+++ Exercise passage

But I don't really need an R2, as I already have a Kai RQ for throw & runtime, and I don't want 1-mode anyway. Have you heard about the Kai drop-ins? I'm looking at the 504B R5 for $18, and right now it's looking like the best choice.


----------



## rekd0514 (Jul 28, 2010)

I haven't seen anything about them from KD as most order from DX. It seems they are usually a little cheaper. I guess you will have to be the guinea pig and test it out for us. I don't like the strobe and SOS, but if the R5 works it is a pretty good deal.


----------



## Deadshot11 (Jul 28, 2010)

You could combine a drop that has a strobe mode with one of those Solarforce lantern heads and have a party in your tent!


----------



## randomlugia (Jul 28, 2010)

rekd0514 said:


> I haven't seen anything about them from KD as most order from DX. It seems they are usually a little cheaper. I guess you will have to be the guinea pig and test it out for us. I don't like the strobe and SOS, but if the R5 works it is a pretty good deal.



I would rather have 5 modes than one... I don't need to be carrying around more than one light, just to get a lower brightness when I need it. I'll report back when it arrives!




Deadshot11 said:


> You could combine a drop that has a strobe mode with one of those Solarforce lantern heads and have a party in your tent!



That's kind of what I'm doing, the 5-mode with the lantern head.


----------



## Trancersteve (Jul 28, 2010)

I have a Solarforce L2r body and R2 drop in, it is great and I have ordered another but I gotta say those Solarforce lantern heads are bloody over priced for what they are. Solarforce normally is a decent budget brand but in this instance they are taking the mick. The lantern head costs more than the body or R2 drop in! - No thanks. 

randomlugia, that image you posted of that DX clustered LED light in the first post of the thread will not do much in the way of wide flood beam, it will be quite focused and especially so in a low ceiling of a tent. 

If you are looking at lighting a large area with flood light then look towards a lantern. Take a look at this. - It is very bright (3 cree LEDS) and gives a nice diffused pattern of light. The outer plastic lens can be removed and it sports a hook for upside-down hanging, perfect for a tent. Will be using mine for the exact purpose.


----------



## randomlugia (Jul 28, 2010)

Trancersteve said:


> If you are looking at lighting a large area with flood light then look towards a lantern. Take a look at this. - It is very bright (3 cree LEDS) and gives a nice diffused pattern of light. The outer plastic lens can be removed and it sports a hook for upside-down hanging, perfect for a tent. Will be using mine for the exact purpose.



That's the reason I posted this, I'm not interested in lighting up a _large_ area; I already have a propane lantern. This is just to hang from the top of a tent, to light up the inside. I've pretty much decided on the Solarforce attachment though.

++++++
+++ Supplied data

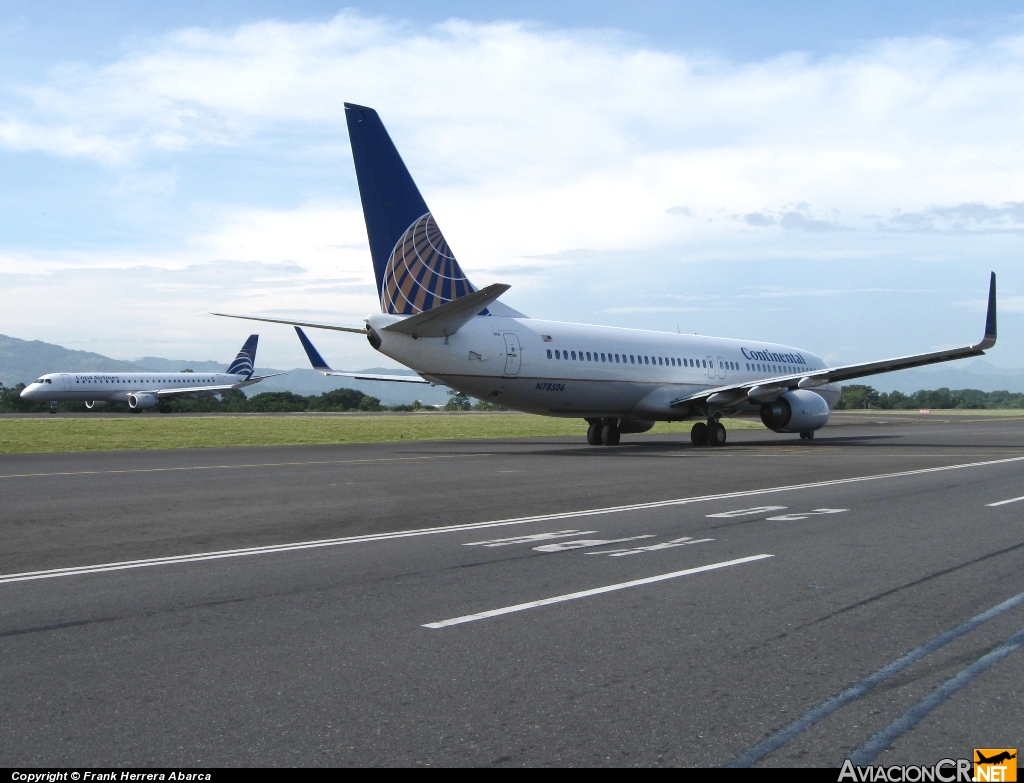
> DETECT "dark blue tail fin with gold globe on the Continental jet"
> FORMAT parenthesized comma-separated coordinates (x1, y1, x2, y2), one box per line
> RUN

++++++

_Actions to take_
[A] Answer these questions from the flashlight forum thread, one per line:
(i) What price is given for the Kai 504B R5 drop-in?
(ii) How many Cree LEDs does the lantern Trancersteve recommends have?
(iii) What kind of lantern does randomlugia say they already have?
[B] List every username that appears in a post header in the flashlight forum thread, naming each only once.
[C] Write the next part of the flashlight forum thread, starting after its final sentence.

_Activity answers_
[A]
(i) $18
(ii) 3
(iii) A propane lantern

[B]
rekd0514
Deadshot11
randomlugia
Trancersteve

[C]
----------



## ama230 (Jul 29, 2010)

For 12 bucks you could have this as its a really efficient light and flashlight all in one and it operates on only one aa. It includes a caribiner and lanyard so it can hang, tailstand and be waterproof. Superstrong too! 30 lumens for 6hrs on one AA! Just slide up the head and it turns from a flashlight to a lantern. The beam is flawless on it. 

link:http://countycomm.com/mightylite.htm






Hope this helps...
Eric


----------



## randomlugia (Jul 29, 2010)

ama230 said:


> For 12 bucks you could have this as its a really efficient light and flashlight all in one and it operates on only one aa. It includes a caribiner and lanyard so it can hang, tailstand and be waterproof. Superstrong too! 30 lumens for 6hrs on one AA! Just slide up the head and it turns from a flashlight to a lantern. The beam is flawless on it.
> 
> link:http://countycomm.com/mightylite.htm
> 
> ...



I really like that one... But it'd be good to have a battery with more capacity, and 30 lumens isn't enough.


----------



## senecaripple (Jul 29, 2010)

a real budget one. 

1 Pack11-LED Adjustable Camping Light Lantern $2.29 http://www.meritline.com/11led-ad...35838.aspx

Coupon Code :MLCK188946072939AL1 Starts On : 7/29/2010 4:00:00 AM limit 800 uses


----------



## damn_hammer (Sep 16, 2010)

boomhauer said:


> I think it's just a misprint, typical of specs that come across the pond. It looks just like my RR in every aspect.


I'll find out soon enough. I just ordered three of them.


----------



## Pacecar (Sep 16, 2010)

The Ray-O-Vac Sportsman Extreme lantern, turned upside down and hanging from the top of the tent, with the top twisted off, on low setting (to give you your 100 lumens). On high, it is 300 lumens. This lantern is very small and has outstanding performance.


----------



## Trancersteve (Sep 16, 2010)

Pacecar said:


> The Ray-O-Vac Sportsman Extreme lantern, turned upside down and hanging from the top of the tent, with the top twisted off, on low setting (to give you your 100 lumens). On high, it is 300 lumens. This lantern is very small and has outstanding performance.



I couldn't agree more.

randomlugia dismissed what I wrote back in July about the Ray-O-Vac Sportsman Extreme lantern, and I am not sure why.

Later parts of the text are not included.